TASK DATA
######
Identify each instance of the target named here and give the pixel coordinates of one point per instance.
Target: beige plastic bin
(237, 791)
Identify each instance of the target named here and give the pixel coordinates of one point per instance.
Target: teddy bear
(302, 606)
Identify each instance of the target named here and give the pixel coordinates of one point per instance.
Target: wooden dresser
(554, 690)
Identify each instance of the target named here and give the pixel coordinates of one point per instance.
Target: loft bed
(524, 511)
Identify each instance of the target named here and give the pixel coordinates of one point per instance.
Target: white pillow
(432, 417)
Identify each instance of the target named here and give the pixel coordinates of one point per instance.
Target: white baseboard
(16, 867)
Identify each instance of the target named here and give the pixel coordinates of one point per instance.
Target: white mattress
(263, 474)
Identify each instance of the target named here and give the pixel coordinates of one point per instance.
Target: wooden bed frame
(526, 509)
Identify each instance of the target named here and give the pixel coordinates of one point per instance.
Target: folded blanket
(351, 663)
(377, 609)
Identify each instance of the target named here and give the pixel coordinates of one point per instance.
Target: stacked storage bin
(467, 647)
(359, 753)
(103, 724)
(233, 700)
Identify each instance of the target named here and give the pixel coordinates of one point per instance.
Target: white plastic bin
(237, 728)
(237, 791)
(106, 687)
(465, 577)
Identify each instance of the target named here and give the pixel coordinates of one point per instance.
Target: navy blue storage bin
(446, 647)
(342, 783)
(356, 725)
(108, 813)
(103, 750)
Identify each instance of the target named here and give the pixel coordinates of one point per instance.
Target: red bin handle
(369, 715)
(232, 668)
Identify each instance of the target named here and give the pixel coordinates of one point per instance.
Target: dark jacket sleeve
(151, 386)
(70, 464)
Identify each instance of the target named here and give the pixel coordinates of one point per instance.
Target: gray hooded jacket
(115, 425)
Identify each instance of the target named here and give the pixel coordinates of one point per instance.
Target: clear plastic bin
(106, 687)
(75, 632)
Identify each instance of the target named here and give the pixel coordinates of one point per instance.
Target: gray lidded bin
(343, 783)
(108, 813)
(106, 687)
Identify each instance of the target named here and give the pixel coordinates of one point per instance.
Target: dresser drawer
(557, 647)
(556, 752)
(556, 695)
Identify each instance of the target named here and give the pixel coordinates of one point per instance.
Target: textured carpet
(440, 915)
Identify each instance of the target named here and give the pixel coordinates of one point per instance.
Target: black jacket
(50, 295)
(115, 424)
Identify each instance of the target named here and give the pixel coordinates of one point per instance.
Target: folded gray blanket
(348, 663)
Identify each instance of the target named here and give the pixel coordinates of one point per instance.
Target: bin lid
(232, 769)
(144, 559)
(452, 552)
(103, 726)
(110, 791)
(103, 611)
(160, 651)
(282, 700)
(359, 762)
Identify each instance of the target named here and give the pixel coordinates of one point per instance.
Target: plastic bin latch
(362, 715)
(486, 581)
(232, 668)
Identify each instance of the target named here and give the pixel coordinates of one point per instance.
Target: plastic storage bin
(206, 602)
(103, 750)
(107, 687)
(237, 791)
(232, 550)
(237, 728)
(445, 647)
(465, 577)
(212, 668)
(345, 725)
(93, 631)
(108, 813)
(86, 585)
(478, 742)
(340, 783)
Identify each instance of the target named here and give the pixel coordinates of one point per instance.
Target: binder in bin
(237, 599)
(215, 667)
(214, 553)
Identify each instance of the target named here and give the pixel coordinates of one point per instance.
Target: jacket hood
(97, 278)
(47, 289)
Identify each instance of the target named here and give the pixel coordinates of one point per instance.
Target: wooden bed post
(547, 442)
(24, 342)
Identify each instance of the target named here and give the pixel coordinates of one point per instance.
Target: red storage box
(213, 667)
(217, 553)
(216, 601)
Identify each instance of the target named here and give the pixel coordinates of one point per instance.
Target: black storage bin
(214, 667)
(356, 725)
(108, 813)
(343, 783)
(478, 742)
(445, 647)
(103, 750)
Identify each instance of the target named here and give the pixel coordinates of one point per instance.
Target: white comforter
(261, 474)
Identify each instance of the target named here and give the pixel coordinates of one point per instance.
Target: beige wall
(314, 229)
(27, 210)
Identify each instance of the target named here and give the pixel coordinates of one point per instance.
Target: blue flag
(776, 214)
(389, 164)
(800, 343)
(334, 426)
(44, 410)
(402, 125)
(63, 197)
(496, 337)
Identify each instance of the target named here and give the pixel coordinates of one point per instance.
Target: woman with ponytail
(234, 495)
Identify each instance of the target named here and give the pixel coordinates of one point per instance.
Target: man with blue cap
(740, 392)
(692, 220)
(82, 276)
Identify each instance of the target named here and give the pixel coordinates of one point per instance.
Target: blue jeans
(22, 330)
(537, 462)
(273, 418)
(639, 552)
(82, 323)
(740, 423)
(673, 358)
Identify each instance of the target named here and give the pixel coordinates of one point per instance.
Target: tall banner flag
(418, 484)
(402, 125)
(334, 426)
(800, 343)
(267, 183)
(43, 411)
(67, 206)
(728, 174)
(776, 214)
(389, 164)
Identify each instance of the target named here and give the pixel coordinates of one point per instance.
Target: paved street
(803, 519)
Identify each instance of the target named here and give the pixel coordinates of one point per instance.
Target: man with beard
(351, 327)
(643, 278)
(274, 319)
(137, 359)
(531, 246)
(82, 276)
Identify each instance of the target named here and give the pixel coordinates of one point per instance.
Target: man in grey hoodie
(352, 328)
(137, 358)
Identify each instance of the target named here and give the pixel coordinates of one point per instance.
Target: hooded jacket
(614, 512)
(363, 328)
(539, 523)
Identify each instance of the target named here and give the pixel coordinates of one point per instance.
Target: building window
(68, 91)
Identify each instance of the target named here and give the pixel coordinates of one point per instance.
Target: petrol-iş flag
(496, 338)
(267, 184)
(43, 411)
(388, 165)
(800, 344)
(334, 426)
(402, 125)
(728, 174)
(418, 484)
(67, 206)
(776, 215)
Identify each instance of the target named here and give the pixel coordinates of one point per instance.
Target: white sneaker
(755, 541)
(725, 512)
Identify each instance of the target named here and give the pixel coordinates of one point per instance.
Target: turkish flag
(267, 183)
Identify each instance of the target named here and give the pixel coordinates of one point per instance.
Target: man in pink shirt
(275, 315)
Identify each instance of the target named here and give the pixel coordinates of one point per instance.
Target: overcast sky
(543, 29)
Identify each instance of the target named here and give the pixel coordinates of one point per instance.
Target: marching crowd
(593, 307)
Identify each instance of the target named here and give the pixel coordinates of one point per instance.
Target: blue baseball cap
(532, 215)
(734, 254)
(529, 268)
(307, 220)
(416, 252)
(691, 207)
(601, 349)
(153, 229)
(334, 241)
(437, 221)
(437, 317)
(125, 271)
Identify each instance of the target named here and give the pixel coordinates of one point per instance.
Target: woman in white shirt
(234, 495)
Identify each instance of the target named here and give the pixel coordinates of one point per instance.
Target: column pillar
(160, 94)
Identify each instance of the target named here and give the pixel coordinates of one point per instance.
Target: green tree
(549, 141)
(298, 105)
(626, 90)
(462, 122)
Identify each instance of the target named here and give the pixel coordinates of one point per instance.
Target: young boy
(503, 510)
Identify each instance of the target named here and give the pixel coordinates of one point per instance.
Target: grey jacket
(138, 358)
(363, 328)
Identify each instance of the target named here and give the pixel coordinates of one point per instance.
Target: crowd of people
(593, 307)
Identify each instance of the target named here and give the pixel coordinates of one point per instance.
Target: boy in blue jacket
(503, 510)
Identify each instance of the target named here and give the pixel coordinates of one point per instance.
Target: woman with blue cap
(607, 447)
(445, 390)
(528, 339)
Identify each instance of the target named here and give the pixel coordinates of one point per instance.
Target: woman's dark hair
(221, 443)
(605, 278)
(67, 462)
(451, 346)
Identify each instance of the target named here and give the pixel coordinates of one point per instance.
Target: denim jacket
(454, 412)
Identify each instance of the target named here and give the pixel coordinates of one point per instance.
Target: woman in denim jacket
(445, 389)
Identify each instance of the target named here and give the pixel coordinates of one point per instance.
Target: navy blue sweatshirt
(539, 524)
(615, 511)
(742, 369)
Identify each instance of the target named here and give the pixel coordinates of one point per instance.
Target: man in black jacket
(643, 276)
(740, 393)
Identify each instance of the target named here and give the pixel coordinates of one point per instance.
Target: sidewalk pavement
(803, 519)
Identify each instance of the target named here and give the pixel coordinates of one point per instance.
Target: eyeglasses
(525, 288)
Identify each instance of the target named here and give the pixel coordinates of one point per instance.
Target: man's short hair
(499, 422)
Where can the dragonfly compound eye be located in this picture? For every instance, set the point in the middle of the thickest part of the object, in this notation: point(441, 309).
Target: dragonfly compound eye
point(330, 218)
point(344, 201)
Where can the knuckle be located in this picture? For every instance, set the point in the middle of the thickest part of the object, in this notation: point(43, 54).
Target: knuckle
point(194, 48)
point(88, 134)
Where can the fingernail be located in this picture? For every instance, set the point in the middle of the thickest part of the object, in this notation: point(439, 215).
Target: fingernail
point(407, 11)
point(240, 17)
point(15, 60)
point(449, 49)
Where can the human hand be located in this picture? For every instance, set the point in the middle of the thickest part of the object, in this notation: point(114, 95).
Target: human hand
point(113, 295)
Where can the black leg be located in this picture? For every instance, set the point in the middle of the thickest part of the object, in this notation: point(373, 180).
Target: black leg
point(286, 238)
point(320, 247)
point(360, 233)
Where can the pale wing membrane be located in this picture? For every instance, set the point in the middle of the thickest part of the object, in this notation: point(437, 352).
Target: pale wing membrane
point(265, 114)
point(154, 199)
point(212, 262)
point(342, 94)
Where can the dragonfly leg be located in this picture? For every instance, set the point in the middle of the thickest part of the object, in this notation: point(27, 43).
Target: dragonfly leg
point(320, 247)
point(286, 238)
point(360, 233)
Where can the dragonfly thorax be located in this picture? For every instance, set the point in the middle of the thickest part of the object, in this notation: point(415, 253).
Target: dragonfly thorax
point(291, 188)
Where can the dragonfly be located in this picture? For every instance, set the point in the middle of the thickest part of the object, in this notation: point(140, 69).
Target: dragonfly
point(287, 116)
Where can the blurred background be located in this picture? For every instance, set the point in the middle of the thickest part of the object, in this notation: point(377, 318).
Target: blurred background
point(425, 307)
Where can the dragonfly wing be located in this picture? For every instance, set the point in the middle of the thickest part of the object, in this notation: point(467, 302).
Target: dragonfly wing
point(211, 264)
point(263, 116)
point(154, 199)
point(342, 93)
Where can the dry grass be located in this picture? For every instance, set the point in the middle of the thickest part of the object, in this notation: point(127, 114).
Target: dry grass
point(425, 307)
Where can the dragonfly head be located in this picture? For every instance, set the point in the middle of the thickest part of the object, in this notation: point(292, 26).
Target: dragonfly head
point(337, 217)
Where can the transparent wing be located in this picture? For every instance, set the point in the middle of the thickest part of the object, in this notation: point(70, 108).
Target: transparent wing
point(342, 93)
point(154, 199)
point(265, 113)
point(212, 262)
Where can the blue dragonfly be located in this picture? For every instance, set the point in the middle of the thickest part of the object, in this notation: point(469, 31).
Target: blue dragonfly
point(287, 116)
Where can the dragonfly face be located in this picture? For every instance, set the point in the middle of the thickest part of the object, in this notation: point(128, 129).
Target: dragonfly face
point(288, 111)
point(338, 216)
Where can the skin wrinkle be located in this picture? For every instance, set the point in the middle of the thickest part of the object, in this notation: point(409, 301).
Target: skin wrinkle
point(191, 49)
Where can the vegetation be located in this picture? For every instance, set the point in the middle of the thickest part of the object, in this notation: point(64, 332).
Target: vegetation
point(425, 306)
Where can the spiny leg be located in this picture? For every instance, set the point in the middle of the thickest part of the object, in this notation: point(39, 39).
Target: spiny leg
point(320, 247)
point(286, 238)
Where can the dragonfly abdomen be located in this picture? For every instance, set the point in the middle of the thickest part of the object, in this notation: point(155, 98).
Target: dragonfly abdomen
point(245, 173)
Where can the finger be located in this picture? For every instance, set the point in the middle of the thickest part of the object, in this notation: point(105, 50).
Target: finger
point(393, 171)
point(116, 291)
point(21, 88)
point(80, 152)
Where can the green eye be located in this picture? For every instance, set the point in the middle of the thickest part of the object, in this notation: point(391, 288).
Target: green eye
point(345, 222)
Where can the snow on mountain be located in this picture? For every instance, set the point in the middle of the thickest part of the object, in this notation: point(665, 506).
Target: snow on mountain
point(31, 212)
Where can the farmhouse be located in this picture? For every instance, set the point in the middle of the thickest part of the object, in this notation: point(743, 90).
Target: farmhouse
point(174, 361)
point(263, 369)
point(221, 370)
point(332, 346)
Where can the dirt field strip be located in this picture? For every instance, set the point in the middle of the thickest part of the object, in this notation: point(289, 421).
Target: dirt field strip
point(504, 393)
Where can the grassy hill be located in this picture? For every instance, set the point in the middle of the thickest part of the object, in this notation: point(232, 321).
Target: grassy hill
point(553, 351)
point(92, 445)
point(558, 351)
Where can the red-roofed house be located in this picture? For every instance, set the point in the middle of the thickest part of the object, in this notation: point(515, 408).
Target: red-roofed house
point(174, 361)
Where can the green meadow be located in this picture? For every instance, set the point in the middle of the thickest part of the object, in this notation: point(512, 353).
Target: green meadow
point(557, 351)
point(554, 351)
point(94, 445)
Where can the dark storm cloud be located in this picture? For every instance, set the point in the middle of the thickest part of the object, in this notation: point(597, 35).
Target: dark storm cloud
######
TASK INSTRUCTIONS
What the answer needs is every line from the data above with "storm" in it.

RESPONSE AREA
Where can the dark storm cloud be located in this picture? For every instance, set the point in the middle of the thickest part of the object, in this notation: point(597, 35).
Target: dark storm cloud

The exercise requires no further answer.